Read the lines of the data below and retrieve those with "gray".

** MATERIAL FOR THE TASK follows **

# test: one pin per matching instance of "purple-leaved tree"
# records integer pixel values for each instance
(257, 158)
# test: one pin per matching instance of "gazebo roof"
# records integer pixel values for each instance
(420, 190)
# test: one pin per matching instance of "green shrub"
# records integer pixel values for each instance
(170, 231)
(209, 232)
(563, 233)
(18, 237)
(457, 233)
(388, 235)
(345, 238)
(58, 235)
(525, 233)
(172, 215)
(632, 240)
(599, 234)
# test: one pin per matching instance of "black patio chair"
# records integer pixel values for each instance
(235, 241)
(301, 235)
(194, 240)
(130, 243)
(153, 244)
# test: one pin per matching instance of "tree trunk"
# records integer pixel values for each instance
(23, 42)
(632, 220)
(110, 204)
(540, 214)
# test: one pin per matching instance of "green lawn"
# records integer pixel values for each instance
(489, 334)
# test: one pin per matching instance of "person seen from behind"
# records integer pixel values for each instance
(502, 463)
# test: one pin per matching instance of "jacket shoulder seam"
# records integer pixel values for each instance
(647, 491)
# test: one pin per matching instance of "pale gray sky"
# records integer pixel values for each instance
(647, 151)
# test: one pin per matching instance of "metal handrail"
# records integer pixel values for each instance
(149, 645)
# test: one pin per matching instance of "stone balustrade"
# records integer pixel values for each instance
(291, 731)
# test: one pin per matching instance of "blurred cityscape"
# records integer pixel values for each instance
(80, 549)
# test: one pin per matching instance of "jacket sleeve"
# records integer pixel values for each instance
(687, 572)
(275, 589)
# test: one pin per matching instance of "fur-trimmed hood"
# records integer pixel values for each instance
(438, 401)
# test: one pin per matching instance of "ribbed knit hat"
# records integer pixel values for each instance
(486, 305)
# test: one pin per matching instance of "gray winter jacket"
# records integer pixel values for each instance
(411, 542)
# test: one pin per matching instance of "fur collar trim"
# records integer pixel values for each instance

** End of MATERIAL FOR THE TASK **

> **ANSWER TO THE PROBLEM**:
# test: one pin per matching instance of "pale gray sky"
# test: one pin per matching instance of "gray winter jacket"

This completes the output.